* START RECORDS FOR THE TASK *

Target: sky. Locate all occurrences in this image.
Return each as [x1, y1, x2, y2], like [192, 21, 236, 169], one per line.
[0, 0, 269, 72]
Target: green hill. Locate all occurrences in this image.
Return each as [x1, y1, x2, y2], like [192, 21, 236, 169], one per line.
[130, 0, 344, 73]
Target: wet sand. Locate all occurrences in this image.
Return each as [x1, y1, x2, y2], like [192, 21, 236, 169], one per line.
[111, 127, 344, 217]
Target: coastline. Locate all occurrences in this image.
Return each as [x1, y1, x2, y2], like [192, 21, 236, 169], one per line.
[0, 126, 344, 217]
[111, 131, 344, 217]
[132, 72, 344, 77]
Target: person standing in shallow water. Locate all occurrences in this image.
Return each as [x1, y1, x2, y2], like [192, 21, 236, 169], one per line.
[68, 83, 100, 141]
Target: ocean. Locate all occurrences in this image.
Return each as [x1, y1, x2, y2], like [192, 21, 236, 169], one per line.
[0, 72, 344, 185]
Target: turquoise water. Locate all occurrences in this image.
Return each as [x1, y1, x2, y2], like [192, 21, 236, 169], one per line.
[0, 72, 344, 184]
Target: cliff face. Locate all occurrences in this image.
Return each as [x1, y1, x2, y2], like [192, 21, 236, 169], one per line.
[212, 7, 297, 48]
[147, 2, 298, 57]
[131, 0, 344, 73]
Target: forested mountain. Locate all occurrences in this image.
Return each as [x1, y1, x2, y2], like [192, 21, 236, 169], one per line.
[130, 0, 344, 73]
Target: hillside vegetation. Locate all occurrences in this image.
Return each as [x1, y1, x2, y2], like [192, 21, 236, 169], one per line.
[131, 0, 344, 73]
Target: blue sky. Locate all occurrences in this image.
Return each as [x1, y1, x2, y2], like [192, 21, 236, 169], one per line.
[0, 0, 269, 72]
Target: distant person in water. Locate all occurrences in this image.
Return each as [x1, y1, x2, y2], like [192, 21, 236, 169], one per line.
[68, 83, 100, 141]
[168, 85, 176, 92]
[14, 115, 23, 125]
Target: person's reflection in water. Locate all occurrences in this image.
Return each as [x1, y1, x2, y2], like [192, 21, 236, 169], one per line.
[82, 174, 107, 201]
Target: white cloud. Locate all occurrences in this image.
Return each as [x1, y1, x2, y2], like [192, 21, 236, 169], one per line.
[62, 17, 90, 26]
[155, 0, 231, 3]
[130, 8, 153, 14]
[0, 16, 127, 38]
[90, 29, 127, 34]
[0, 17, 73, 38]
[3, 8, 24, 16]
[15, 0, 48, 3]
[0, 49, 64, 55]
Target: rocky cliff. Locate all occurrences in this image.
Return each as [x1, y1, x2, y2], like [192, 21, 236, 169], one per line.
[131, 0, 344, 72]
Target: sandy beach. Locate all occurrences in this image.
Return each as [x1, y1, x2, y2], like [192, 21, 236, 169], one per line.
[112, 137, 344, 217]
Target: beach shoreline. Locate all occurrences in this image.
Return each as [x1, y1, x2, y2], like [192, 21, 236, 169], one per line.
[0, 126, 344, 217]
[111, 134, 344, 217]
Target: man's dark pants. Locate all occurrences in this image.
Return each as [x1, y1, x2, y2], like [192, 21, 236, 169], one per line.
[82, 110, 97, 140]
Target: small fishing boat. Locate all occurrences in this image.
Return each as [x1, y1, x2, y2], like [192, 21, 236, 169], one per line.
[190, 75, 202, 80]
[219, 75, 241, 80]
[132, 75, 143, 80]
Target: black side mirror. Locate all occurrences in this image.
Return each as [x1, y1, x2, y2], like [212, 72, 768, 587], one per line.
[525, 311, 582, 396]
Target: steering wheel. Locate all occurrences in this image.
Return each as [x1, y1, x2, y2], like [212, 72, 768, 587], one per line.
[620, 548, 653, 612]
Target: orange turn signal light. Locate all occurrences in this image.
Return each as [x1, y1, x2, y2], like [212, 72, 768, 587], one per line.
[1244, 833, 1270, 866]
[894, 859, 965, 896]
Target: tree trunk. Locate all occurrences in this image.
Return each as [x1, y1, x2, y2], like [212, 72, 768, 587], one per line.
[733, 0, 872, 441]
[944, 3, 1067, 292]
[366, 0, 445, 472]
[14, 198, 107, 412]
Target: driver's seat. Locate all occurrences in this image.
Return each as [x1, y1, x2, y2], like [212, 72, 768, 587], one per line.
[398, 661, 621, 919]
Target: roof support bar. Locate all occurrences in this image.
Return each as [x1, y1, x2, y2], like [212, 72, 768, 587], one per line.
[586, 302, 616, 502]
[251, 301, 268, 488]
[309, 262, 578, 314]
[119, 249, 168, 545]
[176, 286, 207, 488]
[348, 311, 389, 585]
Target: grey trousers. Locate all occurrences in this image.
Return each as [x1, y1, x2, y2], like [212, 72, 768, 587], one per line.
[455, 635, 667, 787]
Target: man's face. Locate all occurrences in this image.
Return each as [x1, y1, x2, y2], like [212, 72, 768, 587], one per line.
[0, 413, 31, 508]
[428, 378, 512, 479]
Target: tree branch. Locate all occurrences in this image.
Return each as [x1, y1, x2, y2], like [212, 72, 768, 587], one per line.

* END RECORDS FOR THE TASK *

» **OBJECTIVE**:
Duplicate the data starting at the line containing "Target: driver's seat." and ending with the line containing "[398, 661, 621, 919]", including both of those lines.

» **RESPONSE TO THIS TASK**:
Target: driver's seat. Locate all occurrences in this image.
Return each as [x1, y1, x2, y2], like [212, 72, 768, 587], one per line.
[398, 661, 621, 919]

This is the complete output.